* **Goal of the exercise**
Exact repetition of the whole listing is what this exercise asks for.
★ ★ ★
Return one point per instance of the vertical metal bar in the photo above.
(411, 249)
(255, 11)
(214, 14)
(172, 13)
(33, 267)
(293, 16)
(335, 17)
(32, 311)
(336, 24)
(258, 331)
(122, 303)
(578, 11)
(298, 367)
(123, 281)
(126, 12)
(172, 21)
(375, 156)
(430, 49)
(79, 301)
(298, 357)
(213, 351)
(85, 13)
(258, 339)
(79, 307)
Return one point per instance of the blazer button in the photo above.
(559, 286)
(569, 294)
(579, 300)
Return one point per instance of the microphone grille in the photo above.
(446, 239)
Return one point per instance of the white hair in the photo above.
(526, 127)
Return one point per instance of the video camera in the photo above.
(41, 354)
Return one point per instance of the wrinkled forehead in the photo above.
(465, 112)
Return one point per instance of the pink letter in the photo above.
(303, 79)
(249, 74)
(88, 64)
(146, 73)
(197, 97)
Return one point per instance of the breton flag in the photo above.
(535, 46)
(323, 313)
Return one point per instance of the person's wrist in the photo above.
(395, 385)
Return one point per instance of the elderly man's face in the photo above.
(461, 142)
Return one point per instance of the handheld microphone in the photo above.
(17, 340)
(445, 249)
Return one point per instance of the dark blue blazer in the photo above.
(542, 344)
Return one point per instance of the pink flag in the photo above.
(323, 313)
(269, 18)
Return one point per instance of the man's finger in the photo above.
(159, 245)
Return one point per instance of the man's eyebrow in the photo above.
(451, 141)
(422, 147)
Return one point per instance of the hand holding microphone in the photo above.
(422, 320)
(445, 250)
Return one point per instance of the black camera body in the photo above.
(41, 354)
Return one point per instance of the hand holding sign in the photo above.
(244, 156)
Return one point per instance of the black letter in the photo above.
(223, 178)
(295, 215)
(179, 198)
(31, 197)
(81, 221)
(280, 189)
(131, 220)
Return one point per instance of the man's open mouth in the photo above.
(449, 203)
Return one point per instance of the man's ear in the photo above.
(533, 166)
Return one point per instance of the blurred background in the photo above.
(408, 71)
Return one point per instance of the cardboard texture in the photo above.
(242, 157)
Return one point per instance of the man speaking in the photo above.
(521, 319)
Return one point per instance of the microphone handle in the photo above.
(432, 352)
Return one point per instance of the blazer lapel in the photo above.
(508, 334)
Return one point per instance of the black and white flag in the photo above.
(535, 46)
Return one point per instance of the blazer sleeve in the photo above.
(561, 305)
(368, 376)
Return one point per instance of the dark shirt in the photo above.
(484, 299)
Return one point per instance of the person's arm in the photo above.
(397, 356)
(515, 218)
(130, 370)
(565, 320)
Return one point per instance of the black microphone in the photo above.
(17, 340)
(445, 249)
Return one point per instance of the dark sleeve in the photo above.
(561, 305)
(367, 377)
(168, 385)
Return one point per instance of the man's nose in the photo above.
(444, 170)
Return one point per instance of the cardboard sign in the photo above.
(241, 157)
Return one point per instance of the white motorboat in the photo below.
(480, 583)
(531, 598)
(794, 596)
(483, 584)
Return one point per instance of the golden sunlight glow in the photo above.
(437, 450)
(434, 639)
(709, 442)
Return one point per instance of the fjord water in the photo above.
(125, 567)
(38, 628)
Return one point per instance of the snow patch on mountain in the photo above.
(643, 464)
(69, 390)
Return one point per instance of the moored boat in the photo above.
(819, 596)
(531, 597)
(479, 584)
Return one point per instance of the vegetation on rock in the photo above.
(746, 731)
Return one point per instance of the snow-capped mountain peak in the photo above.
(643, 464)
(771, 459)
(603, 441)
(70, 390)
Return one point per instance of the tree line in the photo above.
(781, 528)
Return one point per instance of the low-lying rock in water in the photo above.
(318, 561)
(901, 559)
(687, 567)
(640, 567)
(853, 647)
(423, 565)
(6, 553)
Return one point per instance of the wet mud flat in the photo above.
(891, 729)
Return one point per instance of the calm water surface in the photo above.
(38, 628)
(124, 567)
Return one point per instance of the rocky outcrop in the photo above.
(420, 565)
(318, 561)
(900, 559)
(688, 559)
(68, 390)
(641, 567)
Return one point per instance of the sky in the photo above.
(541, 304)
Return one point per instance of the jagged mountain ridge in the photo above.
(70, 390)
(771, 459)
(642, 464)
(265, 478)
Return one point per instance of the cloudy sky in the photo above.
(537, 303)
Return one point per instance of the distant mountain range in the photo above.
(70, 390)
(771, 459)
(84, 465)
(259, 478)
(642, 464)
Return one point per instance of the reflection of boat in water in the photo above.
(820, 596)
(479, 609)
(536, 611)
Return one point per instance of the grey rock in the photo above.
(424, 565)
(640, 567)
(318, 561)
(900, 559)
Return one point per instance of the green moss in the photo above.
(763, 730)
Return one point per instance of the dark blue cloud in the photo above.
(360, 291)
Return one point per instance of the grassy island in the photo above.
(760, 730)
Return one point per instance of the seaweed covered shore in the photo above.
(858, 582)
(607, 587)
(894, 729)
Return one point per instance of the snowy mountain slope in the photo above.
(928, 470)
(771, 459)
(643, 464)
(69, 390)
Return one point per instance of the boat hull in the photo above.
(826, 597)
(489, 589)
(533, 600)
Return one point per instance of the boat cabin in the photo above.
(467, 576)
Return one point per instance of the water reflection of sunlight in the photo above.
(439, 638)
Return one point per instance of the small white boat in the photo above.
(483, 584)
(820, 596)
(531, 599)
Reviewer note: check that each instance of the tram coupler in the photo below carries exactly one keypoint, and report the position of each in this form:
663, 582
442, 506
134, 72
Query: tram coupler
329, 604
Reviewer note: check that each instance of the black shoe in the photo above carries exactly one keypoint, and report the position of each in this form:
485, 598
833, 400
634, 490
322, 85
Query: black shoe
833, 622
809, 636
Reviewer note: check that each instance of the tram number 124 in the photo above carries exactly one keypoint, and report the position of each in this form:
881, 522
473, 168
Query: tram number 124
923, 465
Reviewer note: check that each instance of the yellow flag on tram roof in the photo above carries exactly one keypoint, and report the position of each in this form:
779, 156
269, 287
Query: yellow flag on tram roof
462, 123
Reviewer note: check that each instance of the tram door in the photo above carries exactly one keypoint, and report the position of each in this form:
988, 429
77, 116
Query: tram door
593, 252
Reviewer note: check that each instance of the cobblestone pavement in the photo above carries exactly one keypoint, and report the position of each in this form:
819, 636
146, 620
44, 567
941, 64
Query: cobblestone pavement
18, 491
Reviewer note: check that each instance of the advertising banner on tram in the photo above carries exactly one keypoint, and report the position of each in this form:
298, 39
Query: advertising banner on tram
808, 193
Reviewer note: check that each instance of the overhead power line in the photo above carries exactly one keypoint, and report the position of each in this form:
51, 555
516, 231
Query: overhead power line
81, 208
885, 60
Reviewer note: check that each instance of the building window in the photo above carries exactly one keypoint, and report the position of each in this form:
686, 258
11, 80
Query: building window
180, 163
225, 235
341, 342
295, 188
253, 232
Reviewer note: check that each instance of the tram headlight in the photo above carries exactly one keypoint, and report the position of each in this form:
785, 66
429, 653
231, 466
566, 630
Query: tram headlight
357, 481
★ ★ ★
* **Expected output**
Return one point per instance of the vertical metal bar in the photo above.
(411, 249)
(255, 11)
(214, 14)
(172, 13)
(33, 267)
(293, 16)
(335, 17)
(32, 311)
(336, 24)
(258, 331)
(122, 303)
(578, 11)
(298, 367)
(123, 281)
(126, 12)
(172, 21)
(375, 156)
(430, 49)
(79, 301)
(298, 357)
(213, 351)
(85, 13)
(258, 339)
(79, 307)
Return one point per instance of the blazer button in the photo above.
(559, 286)
(569, 294)
(579, 300)
Return one point per instance of the microphone grille in the photo above.
(446, 239)
Return one point per instance of the white hair in the photo above.
(526, 127)
Return one point per instance of the video camera in the photo above.
(41, 354)
Return one point per instance of the wrinkled forehead in the photo above.
(465, 112)
Return one point per instance of the pink letter in the photo above.
(303, 79)
(249, 74)
(88, 64)
(146, 73)
(197, 97)
Return one point per instance of the breton flag in the photo above.
(535, 46)
(323, 313)
Return one point per instance of the person's wrist in the photo above.
(395, 385)
Return one point per instance of the elderly man's face in the photo above.
(461, 142)
Return one point per instance of the handheld microphone in the photo above.
(17, 340)
(445, 249)
Return one point per instance of the dark blue blazer in the photo above.
(542, 344)
Return one point per instance of the pink flag in the photo above.
(323, 313)
(269, 18)
Return one point per instance of the man's finger in the photo above.
(159, 245)
Return one point per instance of the man's eyebrow in the photo above.
(451, 141)
(422, 147)
Return one point per instance of the hand holding microphone in the photo above.
(422, 320)
(445, 250)
Return one point per instance of the black camera body in the photo above.
(41, 354)
Return one point per instance of the hand holding sign in the photo above.
(244, 156)
Return one point per instance of the black letter in the photo above.
(223, 178)
(295, 215)
(179, 198)
(31, 197)
(81, 221)
(280, 189)
(131, 220)
Return one point per instance of the man's open mouth in the photo above.
(449, 203)
Return one point per instance of the man's ear in the photo above.
(533, 166)
Return one point per instance of the blurred background in the photo above.
(408, 71)
Return one point per instance of the cardboard texture in the photo above.
(242, 157)
Return one point per instance of the man speaking in the photo above.
(521, 319)
Return one point per instance of the microphone handle in the photo above.
(432, 352)
Return one point per instance of the blazer lapel in the photo above.
(508, 334)
Return one point per instance of the black and white flag in the photo above.
(535, 46)
Return one point per instance of the blazer sleeve in the photo above.
(561, 305)
(368, 376)
Return one point per instance of the dark shirt in the photo above.
(484, 299)
Return one point per instance of the person's arm in the photo above.
(397, 356)
(515, 218)
(130, 370)
(565, 320)
Return one point per instance of the black microphone in the photo above.
(17, 340)
(445, 249)
Return one point per instance of the dark sleeve in the photo above.
(561, 305)
(367, 377)
(168, 385)
Return one point per instance of the man's nose in the photo above.
(444, 170)
Return one point per instance of the cardboard sign in the photo above.
(241, 157)
Return one point per instance of the white motorboat in the photo below.
(480, 583)
(531, 598)
(794, 596)
(483, 584)
Return one point per instance of the golden sunlight glow in the photo above.
(437, 450)
(434, 639)
(709, 442)
Return one point per instance of the fjord water in the photo above.
(125, 567)
(38, 628)
Return one point per instance of the snow patch on mountain in the photo above.
(643, 464)
(69, 390)
Return one point per instance of the moored boat in the photo above.
(819, 596)
(531, 597)
(479, 584)
Return one point per instance of the vegetation on rock in the photo above.
(746, 731)
Return one point per instance of the snow-capped mountain peak in the photo above.
(643, 464)
(771, 459)
(603, 441)
(70, 390)
Return one point per instance of the tree line in the photo above.
(781, 528)
Return one point per instance of the low-lying rock in water in the photo above.
(318, 561)
(901, 559)
(687, 567)
(640, 567)
(853, 647)
(423, 565)
(6, 553)
Return one point per instance of the wet mud flat in the photo above.
(891, 729)
Return one point per instance of the calm water surface in the photo above.
(38, 628)
(124, 567)
Return one point per instance of the rocky outcrop in the photo above.
(420, 565)
(318, 561)
(900, 559)
(688, 559)
(68, 390)
(641, 567)
Return one point per instance of the sky in the photo above.
(541, 304)
Return one point per instance of the jagged mountain ridge in the photo above.
(70, 390)
(771, 459)
(642, 464)
(265, 478)
Return one point per instance of the cloudy sky in the photo above.
(537, 303)
Return one point per instance of the distant mountain range in the photo above.
(70, 390)
(771, 459)
(84, 465)
(259, 478)
(642, 464)
Return one point per instance of the reflection of boat in water in the photo above.
(820, 596)
(479, 609)
(536, 611)
Return one point per instance of the grey rock in the photo above.
(424, 565)
(640, 567)
(318, 561)
(900, 559)
Return one point per instance of the green moss in the photo above.
(763, 730)
Return one point per instance of the dark blue cloud in the photo above.
(360, 291)
Return one point per instance of the grassy island in the photo above.
(760, 730)
Return one point per instance of the seaweed covered shore in the photo above.
(858, 582)
(607, 587)
(894, 729)
Return one point per instance of the snowy mountain slope in the photo above.
(928, 470)
(771, 459)
(643, 464)
(69, 390)
Return one point per instance of the boat hull in the photo above.
(826, 597)
(489, 589)
(533, 600)
Return one point per instance of the boat cabin in the photo above.
(467, 576)
Return one point per instance of the water reflection of sunlight in the photo above.
(439, 638)
Return one point per instance of the small white boat in the photo above.
(483, 584)
(820, 596)
(531, 599)
Reviewer note: check that each instance of the tram coupler in the photo below carries exactly one keypoint, and report the position of each in this form:
663, 582
442, 506
134, 72
Query: tram coupler
329, 604
Reviewer note: check that each instance of the black shoe in the photo above carries exactly one keypoint, and report the position of each in this form:
485, 598
833, 400
634, 490
322, 85
Query: black shoe
833, 622
809, 636
Reviewer note: check that each instance of the tram number 124 in the photo above carries exactly one keypoint, and report the position of each in this form:
881, 522
473, 168
Query: tram number 124
923, 465
Reviewer note: check that each instance of the yellow flag on tram roof in the photo above carries exactly one keypoint, and report the position of each in this form:
779, 156
269, 287
Query: yellow flag on tram roof
462, 123
Reviewer note: check that each instance of the tram door in the photo above carries exactly one keypoint, and report the position of each in this form:
988, 429
77, 116
Query: tram door
593, 252
Reviewer note: check that each instance of the cobblestone pavement in the photo above carries exactly one keypoint, and report the position of each in this form:
819, 636
146, 620
44, 567
941, 64
Query: cobblestone pavement
18, 491
Reviewer note: check that each instance of the advertising banner on tram in the photo above carries exactly one keypoint, and report the position of each in this form:
298, 39
Query: advertising banner on tram
808, 193
Reviewer note: check that each instance of the overhead power line in the photo above carries exactly one keypoint, and report the position of each in this form:
51, 555
516, 231
Query: overhead power line
81, 208
885, 60
Reviewer note: check that each instance of the building window in the photo above carries exactly one keypoint, and report the position of each in this form:
686, 258
11, 80
Query: building window
180, 163
225, 235
341, 342
295, 188
253, 232
Reviewer note: check that each instance of the tram headlight in the photo above carries exactly one keypoint, and report the position of each in this form:
785, 66
429, 653
231, 466
566, 630
Query: tram headlight
357, 481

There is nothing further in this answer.